* **Instructions to follow**:
Line by line, check the data for the string "white" and state how many lines have it, nothing more.

Dataset entries:
○ ○ ○ ○ ○ ○ ○

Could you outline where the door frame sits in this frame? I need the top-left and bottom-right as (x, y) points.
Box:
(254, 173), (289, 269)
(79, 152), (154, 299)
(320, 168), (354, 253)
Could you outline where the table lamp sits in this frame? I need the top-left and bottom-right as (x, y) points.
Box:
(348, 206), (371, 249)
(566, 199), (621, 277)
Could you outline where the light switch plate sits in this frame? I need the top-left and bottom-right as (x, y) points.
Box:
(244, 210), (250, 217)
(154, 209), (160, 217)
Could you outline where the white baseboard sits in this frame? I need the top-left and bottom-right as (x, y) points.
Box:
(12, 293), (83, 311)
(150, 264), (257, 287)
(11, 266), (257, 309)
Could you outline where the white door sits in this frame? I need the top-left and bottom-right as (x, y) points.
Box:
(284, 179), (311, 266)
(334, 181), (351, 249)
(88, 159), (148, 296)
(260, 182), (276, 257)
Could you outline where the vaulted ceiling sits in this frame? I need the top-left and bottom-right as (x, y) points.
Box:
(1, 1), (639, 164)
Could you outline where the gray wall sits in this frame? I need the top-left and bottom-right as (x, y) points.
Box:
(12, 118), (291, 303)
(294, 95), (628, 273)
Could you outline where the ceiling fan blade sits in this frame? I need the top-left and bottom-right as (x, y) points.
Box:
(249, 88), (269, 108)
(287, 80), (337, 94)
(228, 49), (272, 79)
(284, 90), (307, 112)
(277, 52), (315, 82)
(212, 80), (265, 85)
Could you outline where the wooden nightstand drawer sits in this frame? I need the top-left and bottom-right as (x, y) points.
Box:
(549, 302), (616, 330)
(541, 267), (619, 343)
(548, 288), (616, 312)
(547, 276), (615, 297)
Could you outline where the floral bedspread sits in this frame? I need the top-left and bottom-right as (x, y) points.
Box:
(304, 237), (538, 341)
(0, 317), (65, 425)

○ ○ ○ ○ ○ ○ ○

* **Answer box**:
2